## Task
Copy the lines of the listing below verbatim, from the line with "tag the long straight bill" to the line with "<point>333,52</point>", including both of those lines.

## Excerpts from point annotation data
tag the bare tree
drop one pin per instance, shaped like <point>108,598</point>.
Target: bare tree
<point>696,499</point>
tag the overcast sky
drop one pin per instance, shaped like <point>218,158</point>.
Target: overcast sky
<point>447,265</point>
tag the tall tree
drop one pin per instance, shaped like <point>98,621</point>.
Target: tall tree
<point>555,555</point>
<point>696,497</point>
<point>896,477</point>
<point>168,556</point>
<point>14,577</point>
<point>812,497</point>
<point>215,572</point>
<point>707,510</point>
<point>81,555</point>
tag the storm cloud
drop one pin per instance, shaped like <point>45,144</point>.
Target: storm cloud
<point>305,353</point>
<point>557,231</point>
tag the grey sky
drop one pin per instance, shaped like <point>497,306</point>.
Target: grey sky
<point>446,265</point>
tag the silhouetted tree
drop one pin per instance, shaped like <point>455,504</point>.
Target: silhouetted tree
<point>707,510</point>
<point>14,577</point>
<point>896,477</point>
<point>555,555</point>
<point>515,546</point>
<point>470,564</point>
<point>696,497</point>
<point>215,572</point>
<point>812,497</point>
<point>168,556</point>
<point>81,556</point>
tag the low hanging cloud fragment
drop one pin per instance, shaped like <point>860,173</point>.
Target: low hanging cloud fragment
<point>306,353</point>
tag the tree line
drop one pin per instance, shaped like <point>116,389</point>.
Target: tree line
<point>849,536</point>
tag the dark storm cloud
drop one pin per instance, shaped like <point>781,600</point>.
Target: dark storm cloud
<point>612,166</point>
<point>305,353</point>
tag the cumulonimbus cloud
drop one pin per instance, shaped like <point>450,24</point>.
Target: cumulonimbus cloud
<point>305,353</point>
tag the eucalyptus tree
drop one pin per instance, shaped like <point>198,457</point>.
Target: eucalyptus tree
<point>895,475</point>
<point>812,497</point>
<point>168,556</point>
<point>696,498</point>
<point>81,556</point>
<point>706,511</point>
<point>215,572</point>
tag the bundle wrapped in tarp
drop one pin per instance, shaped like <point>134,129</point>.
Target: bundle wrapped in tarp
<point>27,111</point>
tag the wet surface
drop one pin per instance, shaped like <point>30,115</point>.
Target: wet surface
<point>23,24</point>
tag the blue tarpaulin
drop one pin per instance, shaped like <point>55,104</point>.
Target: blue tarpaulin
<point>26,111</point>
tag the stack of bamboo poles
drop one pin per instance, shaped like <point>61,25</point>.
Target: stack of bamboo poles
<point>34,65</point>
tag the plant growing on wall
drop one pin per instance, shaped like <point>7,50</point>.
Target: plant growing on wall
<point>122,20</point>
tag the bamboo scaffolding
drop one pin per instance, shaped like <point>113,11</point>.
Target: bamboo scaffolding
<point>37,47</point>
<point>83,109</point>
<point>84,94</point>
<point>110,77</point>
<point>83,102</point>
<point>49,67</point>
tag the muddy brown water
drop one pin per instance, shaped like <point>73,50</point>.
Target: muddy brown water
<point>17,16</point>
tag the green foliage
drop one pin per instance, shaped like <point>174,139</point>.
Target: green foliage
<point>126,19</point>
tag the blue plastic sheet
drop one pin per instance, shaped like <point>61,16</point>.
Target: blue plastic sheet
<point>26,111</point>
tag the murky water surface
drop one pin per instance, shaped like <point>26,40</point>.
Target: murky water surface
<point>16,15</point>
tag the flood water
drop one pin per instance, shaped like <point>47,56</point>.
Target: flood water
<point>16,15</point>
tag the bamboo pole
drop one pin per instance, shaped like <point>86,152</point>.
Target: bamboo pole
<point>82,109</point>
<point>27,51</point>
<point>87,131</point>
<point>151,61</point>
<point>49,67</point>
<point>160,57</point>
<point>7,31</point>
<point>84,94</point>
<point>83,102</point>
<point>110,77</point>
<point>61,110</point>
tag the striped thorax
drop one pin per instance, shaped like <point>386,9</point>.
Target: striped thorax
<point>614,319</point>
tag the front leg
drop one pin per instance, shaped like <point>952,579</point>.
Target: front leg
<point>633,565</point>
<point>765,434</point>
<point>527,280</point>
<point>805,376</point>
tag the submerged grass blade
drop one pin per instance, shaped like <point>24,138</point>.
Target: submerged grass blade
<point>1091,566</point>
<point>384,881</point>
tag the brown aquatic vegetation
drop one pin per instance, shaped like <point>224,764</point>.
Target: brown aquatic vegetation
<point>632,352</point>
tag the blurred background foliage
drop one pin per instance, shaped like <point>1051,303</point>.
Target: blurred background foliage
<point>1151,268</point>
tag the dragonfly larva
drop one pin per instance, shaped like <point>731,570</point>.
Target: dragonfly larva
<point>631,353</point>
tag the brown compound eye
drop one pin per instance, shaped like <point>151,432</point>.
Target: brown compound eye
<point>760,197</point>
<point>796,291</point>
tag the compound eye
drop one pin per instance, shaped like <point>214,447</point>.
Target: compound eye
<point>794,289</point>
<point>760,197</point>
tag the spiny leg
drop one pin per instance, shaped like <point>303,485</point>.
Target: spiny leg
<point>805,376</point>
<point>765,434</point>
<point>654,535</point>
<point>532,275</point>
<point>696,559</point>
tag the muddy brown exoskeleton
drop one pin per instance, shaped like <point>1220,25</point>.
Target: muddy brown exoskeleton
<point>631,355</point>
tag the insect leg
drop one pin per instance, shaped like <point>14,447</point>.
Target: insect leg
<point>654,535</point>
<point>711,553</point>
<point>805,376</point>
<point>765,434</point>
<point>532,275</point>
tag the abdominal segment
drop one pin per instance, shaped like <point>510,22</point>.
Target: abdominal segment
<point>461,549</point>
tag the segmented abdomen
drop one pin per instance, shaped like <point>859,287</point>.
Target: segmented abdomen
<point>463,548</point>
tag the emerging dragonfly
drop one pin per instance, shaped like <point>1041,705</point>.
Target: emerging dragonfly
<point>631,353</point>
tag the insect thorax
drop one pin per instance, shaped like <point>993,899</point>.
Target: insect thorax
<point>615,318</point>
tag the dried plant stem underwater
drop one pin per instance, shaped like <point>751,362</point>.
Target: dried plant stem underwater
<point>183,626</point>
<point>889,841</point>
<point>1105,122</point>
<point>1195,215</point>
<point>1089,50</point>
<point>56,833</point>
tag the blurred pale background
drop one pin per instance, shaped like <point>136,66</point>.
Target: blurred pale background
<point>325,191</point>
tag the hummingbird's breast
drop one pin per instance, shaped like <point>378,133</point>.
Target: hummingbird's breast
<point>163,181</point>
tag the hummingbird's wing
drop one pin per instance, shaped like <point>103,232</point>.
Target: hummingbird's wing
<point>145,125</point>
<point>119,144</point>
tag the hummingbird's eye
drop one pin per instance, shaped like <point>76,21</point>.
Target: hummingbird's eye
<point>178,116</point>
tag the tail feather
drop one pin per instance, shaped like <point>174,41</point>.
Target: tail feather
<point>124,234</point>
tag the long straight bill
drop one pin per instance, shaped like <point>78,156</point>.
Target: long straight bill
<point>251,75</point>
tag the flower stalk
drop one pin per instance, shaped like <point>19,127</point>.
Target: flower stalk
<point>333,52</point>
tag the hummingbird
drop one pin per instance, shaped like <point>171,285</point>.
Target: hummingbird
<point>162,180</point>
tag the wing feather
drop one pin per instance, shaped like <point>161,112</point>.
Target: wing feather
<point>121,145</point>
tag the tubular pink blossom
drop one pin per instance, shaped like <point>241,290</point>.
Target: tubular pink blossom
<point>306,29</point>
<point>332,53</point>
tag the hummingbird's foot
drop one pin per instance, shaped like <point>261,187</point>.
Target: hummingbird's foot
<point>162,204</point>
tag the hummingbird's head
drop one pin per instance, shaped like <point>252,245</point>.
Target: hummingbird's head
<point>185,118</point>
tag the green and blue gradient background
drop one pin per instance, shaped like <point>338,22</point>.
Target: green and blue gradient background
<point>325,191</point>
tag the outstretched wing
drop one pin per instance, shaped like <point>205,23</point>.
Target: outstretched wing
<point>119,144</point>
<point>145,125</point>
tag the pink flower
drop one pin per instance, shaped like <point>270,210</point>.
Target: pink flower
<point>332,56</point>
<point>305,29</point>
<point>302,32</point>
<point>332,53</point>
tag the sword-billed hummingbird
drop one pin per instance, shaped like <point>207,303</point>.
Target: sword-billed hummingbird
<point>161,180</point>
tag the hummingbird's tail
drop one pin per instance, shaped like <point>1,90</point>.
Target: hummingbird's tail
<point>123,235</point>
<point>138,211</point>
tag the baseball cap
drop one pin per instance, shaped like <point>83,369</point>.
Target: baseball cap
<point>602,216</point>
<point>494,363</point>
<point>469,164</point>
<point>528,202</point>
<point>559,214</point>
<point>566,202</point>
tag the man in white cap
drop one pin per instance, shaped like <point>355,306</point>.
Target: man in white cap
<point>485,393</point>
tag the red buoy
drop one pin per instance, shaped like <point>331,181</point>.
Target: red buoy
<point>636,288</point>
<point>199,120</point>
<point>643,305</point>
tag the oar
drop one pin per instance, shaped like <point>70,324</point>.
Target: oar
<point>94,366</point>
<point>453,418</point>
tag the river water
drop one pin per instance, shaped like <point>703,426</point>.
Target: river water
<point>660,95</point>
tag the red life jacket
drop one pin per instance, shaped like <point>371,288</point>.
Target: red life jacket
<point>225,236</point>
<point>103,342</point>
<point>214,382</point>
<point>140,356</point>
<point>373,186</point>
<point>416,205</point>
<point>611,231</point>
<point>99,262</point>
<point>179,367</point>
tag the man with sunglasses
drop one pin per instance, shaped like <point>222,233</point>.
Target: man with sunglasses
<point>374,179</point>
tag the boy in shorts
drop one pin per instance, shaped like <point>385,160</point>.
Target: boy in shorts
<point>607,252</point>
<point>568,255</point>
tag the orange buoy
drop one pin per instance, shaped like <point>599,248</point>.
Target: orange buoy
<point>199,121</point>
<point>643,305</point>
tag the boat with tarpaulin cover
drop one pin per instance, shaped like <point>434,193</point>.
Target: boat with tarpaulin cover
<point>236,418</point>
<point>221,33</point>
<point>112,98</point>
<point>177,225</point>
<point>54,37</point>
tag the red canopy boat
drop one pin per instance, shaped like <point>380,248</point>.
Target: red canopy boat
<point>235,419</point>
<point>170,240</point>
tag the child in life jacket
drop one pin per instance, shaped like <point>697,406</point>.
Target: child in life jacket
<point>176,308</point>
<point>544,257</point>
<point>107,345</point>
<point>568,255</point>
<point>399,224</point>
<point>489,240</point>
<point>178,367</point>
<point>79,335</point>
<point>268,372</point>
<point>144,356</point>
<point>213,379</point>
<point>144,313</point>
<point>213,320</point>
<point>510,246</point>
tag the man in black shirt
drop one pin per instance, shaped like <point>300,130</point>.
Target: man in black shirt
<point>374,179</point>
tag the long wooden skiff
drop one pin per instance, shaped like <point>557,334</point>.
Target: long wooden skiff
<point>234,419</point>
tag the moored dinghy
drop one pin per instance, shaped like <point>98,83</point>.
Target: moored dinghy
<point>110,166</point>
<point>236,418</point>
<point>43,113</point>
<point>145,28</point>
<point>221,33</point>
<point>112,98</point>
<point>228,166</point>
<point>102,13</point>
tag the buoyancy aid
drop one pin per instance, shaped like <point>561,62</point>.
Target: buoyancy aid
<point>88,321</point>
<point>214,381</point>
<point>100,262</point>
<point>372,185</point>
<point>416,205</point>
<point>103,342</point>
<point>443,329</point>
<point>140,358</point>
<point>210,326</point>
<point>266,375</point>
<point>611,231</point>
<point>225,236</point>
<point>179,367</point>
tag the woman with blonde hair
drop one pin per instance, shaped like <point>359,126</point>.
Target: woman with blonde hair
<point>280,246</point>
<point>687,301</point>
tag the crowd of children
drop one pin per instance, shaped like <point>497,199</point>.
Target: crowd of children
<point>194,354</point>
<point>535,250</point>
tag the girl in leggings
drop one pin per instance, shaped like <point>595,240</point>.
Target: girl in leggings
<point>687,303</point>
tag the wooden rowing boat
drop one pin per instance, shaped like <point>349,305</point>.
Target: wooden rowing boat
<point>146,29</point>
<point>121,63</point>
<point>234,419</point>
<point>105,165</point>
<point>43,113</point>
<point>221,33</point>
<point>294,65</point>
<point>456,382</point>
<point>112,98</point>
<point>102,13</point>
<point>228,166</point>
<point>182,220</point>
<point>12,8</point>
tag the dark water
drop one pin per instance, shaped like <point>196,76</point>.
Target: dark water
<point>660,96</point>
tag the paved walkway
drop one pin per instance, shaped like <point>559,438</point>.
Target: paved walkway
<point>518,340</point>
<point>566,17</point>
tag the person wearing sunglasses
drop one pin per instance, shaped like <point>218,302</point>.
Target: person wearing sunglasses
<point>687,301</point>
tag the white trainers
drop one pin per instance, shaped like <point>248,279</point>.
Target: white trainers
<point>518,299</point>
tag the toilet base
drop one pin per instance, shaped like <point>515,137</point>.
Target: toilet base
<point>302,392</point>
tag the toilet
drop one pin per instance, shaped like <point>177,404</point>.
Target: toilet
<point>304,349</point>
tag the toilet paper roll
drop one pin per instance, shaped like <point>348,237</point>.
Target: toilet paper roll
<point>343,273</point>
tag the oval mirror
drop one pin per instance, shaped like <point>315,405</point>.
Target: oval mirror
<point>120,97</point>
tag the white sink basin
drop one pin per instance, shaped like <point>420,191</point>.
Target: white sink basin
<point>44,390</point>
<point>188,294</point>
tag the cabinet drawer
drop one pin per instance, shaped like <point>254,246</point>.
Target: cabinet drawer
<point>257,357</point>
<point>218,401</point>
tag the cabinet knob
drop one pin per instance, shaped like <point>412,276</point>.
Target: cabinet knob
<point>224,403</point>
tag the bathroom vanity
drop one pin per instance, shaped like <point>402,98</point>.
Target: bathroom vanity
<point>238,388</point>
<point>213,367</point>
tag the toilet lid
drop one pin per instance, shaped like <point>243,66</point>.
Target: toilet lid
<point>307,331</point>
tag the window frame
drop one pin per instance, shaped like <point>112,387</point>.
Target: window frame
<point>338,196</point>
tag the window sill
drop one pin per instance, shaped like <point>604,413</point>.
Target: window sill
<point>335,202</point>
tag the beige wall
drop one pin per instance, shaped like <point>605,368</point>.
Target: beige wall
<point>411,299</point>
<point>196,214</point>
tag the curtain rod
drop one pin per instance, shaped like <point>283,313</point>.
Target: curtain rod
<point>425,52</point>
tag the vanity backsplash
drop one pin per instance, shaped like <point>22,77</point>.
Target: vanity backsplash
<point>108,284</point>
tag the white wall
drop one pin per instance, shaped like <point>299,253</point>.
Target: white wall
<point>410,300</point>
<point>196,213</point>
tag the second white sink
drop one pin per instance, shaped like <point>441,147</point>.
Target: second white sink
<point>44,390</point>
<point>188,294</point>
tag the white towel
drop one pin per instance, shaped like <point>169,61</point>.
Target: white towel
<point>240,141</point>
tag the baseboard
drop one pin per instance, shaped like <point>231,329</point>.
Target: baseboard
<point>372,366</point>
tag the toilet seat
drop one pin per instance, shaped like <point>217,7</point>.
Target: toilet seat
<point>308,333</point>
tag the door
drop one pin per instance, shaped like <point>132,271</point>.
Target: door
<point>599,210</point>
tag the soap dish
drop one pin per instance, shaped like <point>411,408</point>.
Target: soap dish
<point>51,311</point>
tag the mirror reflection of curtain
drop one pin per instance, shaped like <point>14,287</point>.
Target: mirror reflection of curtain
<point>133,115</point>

## Full solution
tag the long straight bill
drop one pin per instance, shaped like <point>78,156</point>.
Target: long straight bill
<point>251,75</point>
tag the flower stalk
drop one pin per instance, shaped like <point>19,127</point>.
Target: flower stalk
<point>333,52</point>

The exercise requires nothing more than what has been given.